■ EXERCISE DESCRIPTION
Continue the film review below, starting right after its final sentence.

■ TEXT SEGMENT
The inclusion of horrific violence and corrupt politicians and law enforcement is not a helpful inclusion to show the state of our country: any resident and any visitor could gather as much and more from paging through a newspaper any day of the week. There’re no actual political views or philosophies here, no abstraction of political, economic, or social realities. There’s hardly even an actual depiction of those aspects, as the characters neglect to ever speak to each other like they’re actual living people living out actual real-life issues. I cannot recall, for instance, what Emmanuel Tjiya refers to as important aspects of the land reform debate depicted by Drummond and Matthews using western themes; all that is given is a brief mention of land grabs by colonialists in a quick, broad prologue, and a hackneyed depiction of brutality exacted by white police upon black citizens during apartheid. Again, it’s nothing you couldn’t find anywhere else. The Sunday Times reviewer, Yolisa Mkele, approaches a truer view of the movie when he compares it to fantastical superhero movies rather than to westerns, but artificial superhero fantasies — even the most centrally mainstream and commercial fare of Marvel productions — can present political allegories and theories together with their competent entertainments.

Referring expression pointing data
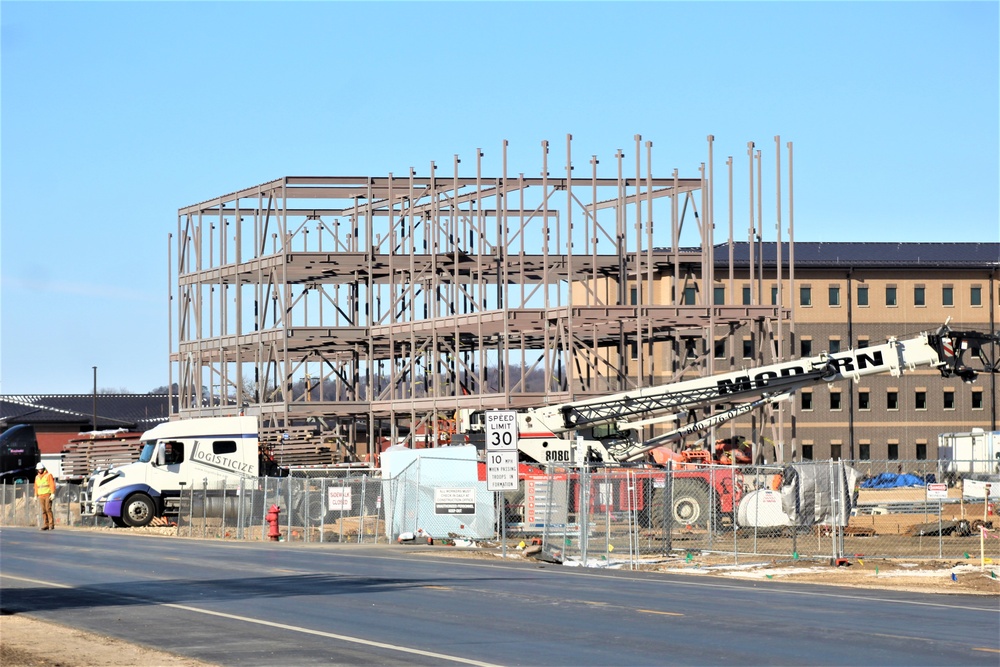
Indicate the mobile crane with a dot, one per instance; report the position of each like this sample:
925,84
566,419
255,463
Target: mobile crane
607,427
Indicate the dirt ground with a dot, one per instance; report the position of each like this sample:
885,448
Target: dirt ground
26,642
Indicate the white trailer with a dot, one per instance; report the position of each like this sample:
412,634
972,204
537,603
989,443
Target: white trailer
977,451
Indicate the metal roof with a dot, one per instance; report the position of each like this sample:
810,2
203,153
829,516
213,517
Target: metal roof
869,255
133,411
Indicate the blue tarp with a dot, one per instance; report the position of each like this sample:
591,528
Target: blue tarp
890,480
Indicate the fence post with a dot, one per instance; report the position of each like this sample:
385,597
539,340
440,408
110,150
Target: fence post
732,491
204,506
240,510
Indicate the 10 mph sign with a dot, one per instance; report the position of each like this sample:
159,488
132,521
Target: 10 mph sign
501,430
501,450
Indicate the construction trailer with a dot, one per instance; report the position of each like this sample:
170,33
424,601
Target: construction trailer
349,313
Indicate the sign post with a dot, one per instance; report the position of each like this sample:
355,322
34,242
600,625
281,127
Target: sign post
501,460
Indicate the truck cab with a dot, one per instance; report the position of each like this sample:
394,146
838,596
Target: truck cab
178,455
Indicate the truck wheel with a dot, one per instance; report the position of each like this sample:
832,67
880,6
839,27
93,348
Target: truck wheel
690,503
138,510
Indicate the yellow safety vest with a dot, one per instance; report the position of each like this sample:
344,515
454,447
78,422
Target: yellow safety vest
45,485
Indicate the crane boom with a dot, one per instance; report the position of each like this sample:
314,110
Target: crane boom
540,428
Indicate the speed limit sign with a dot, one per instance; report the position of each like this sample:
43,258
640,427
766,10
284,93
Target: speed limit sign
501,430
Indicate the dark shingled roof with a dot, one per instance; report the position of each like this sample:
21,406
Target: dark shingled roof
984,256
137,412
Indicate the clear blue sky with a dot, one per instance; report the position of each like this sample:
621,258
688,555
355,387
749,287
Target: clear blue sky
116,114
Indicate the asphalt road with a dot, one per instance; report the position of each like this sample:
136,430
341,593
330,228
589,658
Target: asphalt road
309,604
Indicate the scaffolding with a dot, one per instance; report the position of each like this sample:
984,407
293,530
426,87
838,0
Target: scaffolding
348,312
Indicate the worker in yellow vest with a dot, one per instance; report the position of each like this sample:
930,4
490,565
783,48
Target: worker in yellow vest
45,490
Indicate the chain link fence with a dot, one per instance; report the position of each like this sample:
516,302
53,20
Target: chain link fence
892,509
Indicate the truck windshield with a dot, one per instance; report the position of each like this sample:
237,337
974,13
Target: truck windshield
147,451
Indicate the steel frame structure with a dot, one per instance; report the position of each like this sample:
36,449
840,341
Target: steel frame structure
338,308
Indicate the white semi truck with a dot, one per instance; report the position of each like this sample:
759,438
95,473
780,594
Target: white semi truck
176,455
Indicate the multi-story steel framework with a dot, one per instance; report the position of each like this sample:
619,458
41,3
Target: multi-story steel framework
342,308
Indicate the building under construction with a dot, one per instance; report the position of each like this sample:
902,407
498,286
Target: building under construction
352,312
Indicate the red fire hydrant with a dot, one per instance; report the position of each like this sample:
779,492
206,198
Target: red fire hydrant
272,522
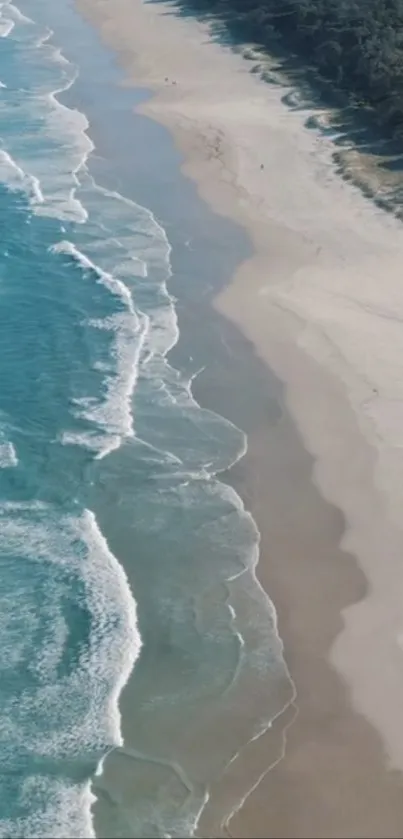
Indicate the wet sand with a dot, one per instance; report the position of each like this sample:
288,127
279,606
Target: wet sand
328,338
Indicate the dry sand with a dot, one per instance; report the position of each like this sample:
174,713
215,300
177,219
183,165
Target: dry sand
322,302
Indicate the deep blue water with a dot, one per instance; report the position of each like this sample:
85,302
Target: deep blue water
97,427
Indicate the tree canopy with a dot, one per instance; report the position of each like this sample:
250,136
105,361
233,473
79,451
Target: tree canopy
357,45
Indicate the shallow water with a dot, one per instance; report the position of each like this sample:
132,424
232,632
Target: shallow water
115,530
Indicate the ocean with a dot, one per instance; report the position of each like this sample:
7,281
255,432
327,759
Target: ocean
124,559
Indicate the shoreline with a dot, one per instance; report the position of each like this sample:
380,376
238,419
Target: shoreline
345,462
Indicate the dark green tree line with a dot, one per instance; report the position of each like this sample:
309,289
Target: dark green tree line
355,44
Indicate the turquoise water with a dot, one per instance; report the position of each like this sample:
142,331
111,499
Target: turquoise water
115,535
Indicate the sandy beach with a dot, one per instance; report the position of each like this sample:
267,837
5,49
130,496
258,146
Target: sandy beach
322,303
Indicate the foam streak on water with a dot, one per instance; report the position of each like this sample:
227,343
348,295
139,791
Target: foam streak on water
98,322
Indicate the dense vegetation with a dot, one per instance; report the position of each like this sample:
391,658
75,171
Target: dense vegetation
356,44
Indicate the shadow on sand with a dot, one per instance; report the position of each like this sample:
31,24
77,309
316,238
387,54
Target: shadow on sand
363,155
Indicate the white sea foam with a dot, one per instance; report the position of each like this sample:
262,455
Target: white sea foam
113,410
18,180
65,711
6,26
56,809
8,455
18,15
---
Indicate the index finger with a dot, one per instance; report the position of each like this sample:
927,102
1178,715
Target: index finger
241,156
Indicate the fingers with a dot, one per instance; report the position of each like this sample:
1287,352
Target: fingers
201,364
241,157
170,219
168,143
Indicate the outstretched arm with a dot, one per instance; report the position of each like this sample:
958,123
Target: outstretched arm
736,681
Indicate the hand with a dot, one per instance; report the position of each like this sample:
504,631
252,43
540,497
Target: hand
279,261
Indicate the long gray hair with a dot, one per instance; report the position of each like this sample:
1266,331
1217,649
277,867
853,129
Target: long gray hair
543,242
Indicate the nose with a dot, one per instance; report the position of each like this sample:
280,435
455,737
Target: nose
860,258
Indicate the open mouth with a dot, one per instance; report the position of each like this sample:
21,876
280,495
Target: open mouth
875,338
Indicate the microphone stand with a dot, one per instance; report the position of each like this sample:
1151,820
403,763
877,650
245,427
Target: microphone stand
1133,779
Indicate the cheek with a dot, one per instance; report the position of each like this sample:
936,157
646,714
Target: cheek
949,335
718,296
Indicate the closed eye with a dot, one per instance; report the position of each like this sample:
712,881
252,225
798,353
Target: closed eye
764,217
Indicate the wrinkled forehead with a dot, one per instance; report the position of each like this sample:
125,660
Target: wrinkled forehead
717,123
--
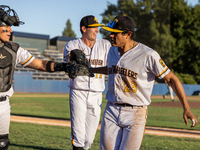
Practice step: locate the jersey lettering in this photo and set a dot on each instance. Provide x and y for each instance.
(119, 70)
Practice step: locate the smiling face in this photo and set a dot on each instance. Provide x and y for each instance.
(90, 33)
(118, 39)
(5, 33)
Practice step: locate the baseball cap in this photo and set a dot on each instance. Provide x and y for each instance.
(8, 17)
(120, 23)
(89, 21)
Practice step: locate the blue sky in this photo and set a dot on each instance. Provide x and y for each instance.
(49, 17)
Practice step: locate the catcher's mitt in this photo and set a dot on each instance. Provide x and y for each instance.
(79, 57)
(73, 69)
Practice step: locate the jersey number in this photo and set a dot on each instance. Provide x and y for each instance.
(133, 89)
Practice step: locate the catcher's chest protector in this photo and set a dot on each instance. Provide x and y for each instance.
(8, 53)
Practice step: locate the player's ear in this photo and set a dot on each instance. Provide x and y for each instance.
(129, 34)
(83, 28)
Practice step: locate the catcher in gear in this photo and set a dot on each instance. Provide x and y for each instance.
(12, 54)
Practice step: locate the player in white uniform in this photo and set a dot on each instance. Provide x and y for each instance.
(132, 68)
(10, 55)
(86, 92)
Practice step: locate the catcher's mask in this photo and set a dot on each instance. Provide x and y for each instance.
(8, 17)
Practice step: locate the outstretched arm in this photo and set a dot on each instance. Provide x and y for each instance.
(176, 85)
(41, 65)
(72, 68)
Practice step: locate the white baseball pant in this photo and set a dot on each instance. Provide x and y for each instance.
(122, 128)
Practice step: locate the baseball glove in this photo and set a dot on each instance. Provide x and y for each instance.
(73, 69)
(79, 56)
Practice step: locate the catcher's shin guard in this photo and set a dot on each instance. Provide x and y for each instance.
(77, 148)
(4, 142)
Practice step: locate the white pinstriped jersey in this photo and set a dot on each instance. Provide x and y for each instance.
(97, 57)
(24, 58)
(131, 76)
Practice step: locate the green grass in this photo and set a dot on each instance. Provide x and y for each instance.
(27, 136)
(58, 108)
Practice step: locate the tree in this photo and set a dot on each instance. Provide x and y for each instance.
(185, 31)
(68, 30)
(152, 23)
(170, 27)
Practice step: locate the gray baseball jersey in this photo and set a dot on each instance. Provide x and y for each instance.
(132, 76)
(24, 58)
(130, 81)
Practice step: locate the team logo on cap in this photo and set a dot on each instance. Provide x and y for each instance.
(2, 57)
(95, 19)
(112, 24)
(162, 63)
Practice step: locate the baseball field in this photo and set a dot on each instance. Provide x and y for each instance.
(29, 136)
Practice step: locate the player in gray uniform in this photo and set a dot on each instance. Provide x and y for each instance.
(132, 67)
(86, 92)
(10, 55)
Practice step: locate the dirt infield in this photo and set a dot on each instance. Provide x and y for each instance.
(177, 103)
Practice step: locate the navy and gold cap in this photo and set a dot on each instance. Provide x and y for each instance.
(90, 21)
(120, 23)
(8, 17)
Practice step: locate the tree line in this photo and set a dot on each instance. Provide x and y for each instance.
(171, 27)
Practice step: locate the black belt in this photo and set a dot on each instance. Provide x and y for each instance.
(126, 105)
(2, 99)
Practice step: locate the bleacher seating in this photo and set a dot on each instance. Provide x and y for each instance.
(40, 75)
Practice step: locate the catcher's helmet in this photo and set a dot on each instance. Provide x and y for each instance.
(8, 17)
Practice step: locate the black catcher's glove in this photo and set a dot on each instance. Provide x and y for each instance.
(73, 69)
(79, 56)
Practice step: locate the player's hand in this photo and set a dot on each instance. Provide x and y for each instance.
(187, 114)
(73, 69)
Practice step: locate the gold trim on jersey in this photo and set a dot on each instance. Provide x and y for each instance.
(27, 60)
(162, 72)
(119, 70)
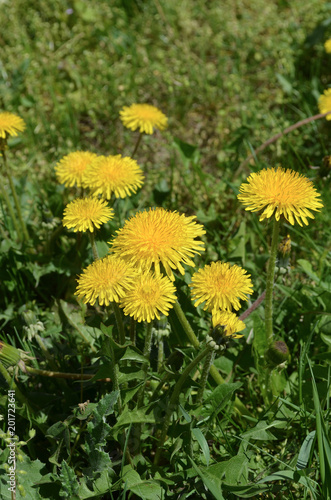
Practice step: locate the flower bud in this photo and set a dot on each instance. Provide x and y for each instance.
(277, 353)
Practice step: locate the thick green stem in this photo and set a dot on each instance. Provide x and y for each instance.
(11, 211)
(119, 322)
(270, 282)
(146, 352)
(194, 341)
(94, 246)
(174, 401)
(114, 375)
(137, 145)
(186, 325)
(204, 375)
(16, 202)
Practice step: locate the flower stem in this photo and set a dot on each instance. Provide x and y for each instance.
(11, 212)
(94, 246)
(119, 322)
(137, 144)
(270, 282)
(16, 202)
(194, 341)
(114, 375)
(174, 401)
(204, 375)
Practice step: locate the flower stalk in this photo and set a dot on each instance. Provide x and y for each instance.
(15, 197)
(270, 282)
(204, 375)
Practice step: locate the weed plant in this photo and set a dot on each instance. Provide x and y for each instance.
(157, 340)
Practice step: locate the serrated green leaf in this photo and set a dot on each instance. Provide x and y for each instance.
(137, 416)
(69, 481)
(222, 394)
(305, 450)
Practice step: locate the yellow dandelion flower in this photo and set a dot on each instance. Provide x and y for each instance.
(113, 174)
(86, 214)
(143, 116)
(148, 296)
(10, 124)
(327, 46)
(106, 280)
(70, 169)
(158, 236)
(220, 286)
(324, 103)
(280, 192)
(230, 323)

■ RESPONSE TO THIS TASK
One of the chief areas of focus in responses to the film is in its striking cinematography, in which I again found little value for the story and its ideas, the characters and their experiences, the country and its realities, and the filmmakers (and actors) and their artistic presences and personae. I recall a quote I encountered earlier this week, from Jean Renoir, the great French film director:
All technical refinements discourage me. Perfect photography, larger screens, hi-fi sound, all make it possible for mediocrities slavishly to reproduce nature; and this reproduction bores me. What interests me is the interpretation of life by an artist, the personality of a filmmaker interests me more than the copy of an object.
A don’t share Renoir’s discouragement, but I do share his interest in and preference for more human, greater inward and deep qualities of artistic creation than aspects of mere technical achievement. Larger budgets, advancing technological resources, and heightened prestige in so-called quality is not what will progress South African cinema, but the outpouring of the artist’s presence and being into their work, the heartfelt and urgent activity of creation to bring the artist themselves into view, as well as the realities of the country in which they find themselves located (and, to which, I dare myself to say, they find themselves owing service).